**Directive:** Copy out the items below, swapping "go-kart" for "race car" and leaving everything else unchanged.

[START OF Entries provided]

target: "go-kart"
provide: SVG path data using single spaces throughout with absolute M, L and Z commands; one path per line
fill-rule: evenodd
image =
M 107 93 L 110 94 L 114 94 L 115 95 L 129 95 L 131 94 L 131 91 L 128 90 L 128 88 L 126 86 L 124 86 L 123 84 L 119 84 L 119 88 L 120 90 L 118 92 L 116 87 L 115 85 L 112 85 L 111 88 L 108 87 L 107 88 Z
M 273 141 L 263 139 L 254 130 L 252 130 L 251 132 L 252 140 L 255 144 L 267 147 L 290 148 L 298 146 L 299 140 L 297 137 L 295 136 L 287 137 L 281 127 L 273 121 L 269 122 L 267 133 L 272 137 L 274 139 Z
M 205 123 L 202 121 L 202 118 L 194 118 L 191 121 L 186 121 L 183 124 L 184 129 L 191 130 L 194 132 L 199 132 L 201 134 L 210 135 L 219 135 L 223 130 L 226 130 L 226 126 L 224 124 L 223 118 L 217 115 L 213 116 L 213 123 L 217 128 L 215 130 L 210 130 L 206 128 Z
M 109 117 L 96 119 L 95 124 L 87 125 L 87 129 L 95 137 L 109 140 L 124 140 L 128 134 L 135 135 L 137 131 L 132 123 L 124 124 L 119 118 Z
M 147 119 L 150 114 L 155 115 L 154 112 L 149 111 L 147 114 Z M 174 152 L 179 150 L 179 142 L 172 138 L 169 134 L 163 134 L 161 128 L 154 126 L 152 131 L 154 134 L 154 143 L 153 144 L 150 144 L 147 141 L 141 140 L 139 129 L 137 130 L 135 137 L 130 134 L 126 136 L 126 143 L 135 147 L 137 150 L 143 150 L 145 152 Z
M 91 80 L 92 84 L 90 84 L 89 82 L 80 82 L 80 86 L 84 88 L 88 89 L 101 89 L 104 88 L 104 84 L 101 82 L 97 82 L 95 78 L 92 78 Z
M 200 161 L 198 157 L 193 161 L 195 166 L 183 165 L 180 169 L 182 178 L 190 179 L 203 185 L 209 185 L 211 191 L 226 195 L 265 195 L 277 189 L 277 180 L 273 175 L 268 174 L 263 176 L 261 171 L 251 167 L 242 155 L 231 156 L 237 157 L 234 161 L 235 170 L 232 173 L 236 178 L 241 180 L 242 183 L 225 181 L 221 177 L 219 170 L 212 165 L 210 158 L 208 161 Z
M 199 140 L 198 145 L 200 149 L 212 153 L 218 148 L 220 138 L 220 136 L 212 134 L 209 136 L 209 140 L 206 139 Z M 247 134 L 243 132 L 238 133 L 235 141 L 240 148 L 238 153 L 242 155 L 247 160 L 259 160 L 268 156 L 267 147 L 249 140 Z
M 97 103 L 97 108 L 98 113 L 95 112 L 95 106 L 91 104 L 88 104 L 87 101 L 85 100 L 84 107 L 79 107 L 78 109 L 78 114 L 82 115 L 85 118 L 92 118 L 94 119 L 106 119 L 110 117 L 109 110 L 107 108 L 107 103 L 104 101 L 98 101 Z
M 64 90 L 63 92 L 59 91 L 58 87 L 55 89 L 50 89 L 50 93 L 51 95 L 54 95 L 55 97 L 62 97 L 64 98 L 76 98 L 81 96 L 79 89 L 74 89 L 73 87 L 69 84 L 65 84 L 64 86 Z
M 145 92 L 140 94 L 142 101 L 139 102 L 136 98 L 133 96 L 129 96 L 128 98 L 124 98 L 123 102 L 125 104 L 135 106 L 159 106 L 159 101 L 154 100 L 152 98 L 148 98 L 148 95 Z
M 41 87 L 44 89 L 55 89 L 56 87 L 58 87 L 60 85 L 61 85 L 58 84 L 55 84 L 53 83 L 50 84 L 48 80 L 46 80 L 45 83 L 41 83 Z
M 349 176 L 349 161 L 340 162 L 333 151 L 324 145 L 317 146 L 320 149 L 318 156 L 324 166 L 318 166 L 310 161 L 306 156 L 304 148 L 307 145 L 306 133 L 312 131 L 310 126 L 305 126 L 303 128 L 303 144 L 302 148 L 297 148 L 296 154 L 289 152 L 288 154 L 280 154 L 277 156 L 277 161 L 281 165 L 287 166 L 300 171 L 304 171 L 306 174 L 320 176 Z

[END OF Entries provided]

**Expected answer:**
target: "race car"
provide: SVG path data using single spaces throughout with absolute M, L and Z commands; one path per line
fill-rule: evenodd
image =
M 107 93 L 110 94 L 114 94 L 115 95 L 129 95 L 131 94 L 131 91 L 128 90 L 128 88 L 126 86 L 124 86 L 123 84 L 119 84 L 119 88 L 120 90 L 118 92 L 116 87 L 115 85 L 112 85 L 111 88 L 108 87 L 107 88 Z
M 273 141 L 263 139 L 254 130 L 252 130 L 251 132 L 252 140 L 255 144 L 267 147 L 290 148 L 298 146 L 299 140 L 297 137 L 295 136 L 287 137 L 281 127 L 273 121 L 269 122 L 267 133 L 272 137 L 274 139 Z
M 205 123 L 202 121 L 202 118 L 194 118 L 191 121 L 186 121 L 183 124 L 184 129 L 191 130 L 194 132 L 199 132 L 201 134 L 210 135 L 219 135 L 223 130 L 226 130 L 226 126 L 224 124 L 223 118 L 217 115 L 213 116 L 213 123 L 217 128 L 215 130 L 210 130 L 206 128 Z
M 109 117 L 96 119 L 95 124 L 87 125 L 87 129 L 95 137 L 109 140 L 124 140 L 128 134 L 135 135 L 137 131 L 132 123 L 124 124 L 119 118 Z
M 147 119 L 150 114 L 155 115 L 154 112 L 149 111 L 147 114 Z M 174 152 L 179 150 L 179 142 L 172 138 L 169 134 L 163 134 L 161 128 L 154 126 L 152 131 L 154 134 L 154 143 L 153 144 L 150 144 L 147 141 L 141 140 L 139 129 L 137 130 L 135 137 L 130 134 L 126 136 L 126 143 L 135 147 L 137 150 L 143 150 L 145 152 Z
M 91 80 L 92 84 L 90 84 L 89 82 L 80 82 L 80 86 L 84 88 L 88 89 L 101 89 L 104 88 L 104 84 L 101 82 L 97 82 L 95 78 L 92 78 Z
M 200 161 L 198 157 L 193 161 L 195 166 L 183 165 L 180 169 L 182 178 L 190 179 L 203 185 L 209 185 L 211 191 L 226 195 L 265 195 L 277 189 L 277 180 L 273 175 L 268 174 L 263 176 L 261 171 L 251 167 L 242 155 L 231 156 L 237 157 L 234 161 L 235 170 L 232 173 L 236 178 L 241 180 L 242 183 L 225 181 L 221 177 L 219 170 L 212 165 L 210 158 L 208 161 Z
M 199 140 L 198 145 L 200 149 L 212 153 L 218 148 L 220 138 L 220 136 L 212 134 L 209 136 L 209 140 L 206 139 Z M 247 134 L 243 132 L 238 133 L 235 141 L 240 148 L 238 153 L 242 155 L 247 160 L 259 160 L 268 156 L 267 147 L 249 140 Z
M 97 103 L 97 108 L 98 113 L 95 112 L 95 106 L 91 104 L 88 104 L 87 101 L 85 100 L 84 107 L 79 107 L 78 109 L 78 114 L 82 115 L 85 118 L 92 118 L 94 119 L 106 119 L 110 117 L 109 110 L 107 108 L 107 103 L 104 101 L 98 101 Z
M 64 90 L 63 92 L 59 91 L 58 87 L 55 89 L 50 89 L 50 93 L 51 95 L 54 95 L 55 97 L 62 97 L 64 98 L 76 98 L 81 96 L 79 89 L 74 89 L 73 87 L 69 84 L 65 84 L 64 86 Z
M 145 92 L 140 94 L 142 101 L 139 102 L 136 98 L 133 96 L 129 96 L 128 98 L 124 98 L 123 102 L 125 104 L 135 106 L 159 106 L 159 101 L 154 100 L 152 98 L 148 98 L 148 95 Z
M 41 87 L 44 89 L 55 89 L 56 87 L 58 87 L 60 85 L 61 85 L 58 84 L 55 84 L 53 83 L 50 84 L 48 80 L 46 80 L 45 83 L 41 83 Z
M 349 176 L 349 161 L 340 162 L 333 151 L 324 145 L 317 146 L 320 149 L 318 156 L 324 166 L 318 166 L 310 161 L 306 156 L 304 148 L 307 145 L 306 133 L 312 131 L 310 126 L 305 126 L 303 128 L 303 144 L 302 148 L 297 148 L 296 154 L 289 152 L 288 154 L 280 154 L 277 156 L 277 161 L 281 165 L 287 166 L 300 171 L 304 171 L 306 174 L 320 176 Z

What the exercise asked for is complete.